• **SHORT EXERCISE**:
Copy out the records below with "innermost" swapped for "most central" every time it appears. Leave everything else unchanged.

— Begin —

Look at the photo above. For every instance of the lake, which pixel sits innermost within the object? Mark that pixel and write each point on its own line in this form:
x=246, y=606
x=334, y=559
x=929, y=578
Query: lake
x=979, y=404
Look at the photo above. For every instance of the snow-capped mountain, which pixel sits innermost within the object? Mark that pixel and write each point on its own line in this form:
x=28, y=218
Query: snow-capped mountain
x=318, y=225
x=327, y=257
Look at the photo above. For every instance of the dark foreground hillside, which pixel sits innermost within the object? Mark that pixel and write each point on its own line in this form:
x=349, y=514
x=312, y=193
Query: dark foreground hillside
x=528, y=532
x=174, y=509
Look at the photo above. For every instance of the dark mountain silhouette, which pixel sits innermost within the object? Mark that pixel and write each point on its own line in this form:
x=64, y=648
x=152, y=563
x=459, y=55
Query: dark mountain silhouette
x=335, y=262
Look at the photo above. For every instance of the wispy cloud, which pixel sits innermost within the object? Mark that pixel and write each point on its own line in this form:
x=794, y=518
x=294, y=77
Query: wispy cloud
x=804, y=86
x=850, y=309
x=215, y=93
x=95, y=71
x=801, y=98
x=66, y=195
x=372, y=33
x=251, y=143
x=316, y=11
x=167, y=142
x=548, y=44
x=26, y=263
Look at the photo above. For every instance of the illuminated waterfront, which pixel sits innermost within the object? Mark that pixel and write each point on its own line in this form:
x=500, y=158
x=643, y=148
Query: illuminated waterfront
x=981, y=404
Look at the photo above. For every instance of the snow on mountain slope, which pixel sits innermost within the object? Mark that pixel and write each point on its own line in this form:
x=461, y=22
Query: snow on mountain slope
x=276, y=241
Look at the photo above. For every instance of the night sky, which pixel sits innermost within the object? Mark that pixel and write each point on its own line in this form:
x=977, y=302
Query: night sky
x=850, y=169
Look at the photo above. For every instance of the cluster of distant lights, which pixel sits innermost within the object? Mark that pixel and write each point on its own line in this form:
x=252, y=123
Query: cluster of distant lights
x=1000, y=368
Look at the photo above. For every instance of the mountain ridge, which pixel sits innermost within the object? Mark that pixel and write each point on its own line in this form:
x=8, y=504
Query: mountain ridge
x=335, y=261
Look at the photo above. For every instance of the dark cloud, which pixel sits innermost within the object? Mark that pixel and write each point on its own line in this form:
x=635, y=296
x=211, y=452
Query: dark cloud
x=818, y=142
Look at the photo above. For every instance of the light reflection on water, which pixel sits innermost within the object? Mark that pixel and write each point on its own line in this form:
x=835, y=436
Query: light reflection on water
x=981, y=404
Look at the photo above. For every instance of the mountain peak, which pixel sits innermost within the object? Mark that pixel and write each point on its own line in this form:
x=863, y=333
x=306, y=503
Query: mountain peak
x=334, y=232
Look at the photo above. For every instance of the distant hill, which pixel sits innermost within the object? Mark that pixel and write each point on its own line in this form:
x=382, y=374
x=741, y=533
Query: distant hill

— End —

• **CORRECT RESULT**:
Look at the photo above. For every instance of the lake, which pixel sits most central within the object? Mark that pixel and write each point on its own line in this form:
x=246, y=606
x=334, y=559
x=929, y=578
Query: lake
x=979, y=404
Look at the photo above. For every instance of the snow-capped mountain, which pixel sits most central within the object? Mark that pixel and write each point on its own line in this form:
x=28, y=218
Query: snow-capped mountain
x=318, y=225
x=327, y=257
Look at the photo above. For every instance of the dark foreground hillside, which pixel sits most central within the object? Mark that pixel and write each point on its own line in this form:
x=349, y=514
x=312, y=193
Query: dark foreground hillside
x=528, y=532
x=174, y=509
Look at the photo above. For every instance of the dark mountain silhouette, which pixel sits most central within the object? Mark that pixel and write each point on its own line in this form:
x=64, y=648
x=152, y=563
x=459, y=55
Query: dark mountain silhouette
x=335, y=262
Look at the photo above. For every instance of the wispy cloud, which pixel sits most central within the object? Mark that pixel and write each point on its own line in this form:
x=794, y=518
x=294, y=77
Query: wispy cloud
x=804, y=86
x=850, y=309
x=215, y=93
x=95, y=71
x=801, y=98
x=66, y=195
x=372, y=33
x=251, y=143
x=316, y=11
x=167, y=142
x=548, y=44
x=26, y=263
Look at the photo above. For every instance of the illuminated waterfront, which pixel sits most central within the object? Mark that pixel and write each point on its own line in this form:
x=500, y=158
x=643, y=148
Query: illuminated waterfront
x=981, y=404
Look at the photo above. For every instance of the snow on mountain slope, which pixel sits most central within the object? Mark that pixel and write each point on its own line in this form:
x=461, y=22
Query: snow on mountain slope
x=276, y=241
Look at the photo above. For every instance of the night sky, which pixel sits most central within the object? Mark that pixel and write each point on its own line in this form:
x=977, y=302
Query: night sky
x=850, y=169
Look at the photo above. For every instance of the cluster of distant lights, which pixel sits most central within the object? Mark that pixel and write each point on its own line in this form:
x=252, y=123
Query: cluster of distant lights
x=1000, y=368
Look at the photo above. For every instance of the mountain ridge, which pixel sits most central within the object? Mark that pixel and write each point on its own line in this form:
x=8, y=504
Query: mountain ridge
x=335, y=261
Look at the photo above. For every instance of the dark cloud, which pixel sits most central within the object? Mark that pixel and write each point on its own line in this form:
x=635, y=296
x=211, y=452
Query: dark cloud
x=818, y=142
Look at the photo above. For every instance of the light reflection on water, which pixel sits most central within the object? Mark that pixel and write each point on its own line in this form:
x=835, y=436
Query: light reflection on water
x=981, y=404
Look at the photo above. For every instance of the mountain peak, which pixel sits most central within the object? Mark that pixel and write each point on its own line in this form:
x=863, y=333
x=306, y=503
Query: mountain peak
x=334, y=232
Look at the photo above. For every instance of the distant hill, which pixel sits most central within the object? Mark that pixel and write each point on its own line in this form:
x=382, y=374
x=741, y=533
Query: distant hill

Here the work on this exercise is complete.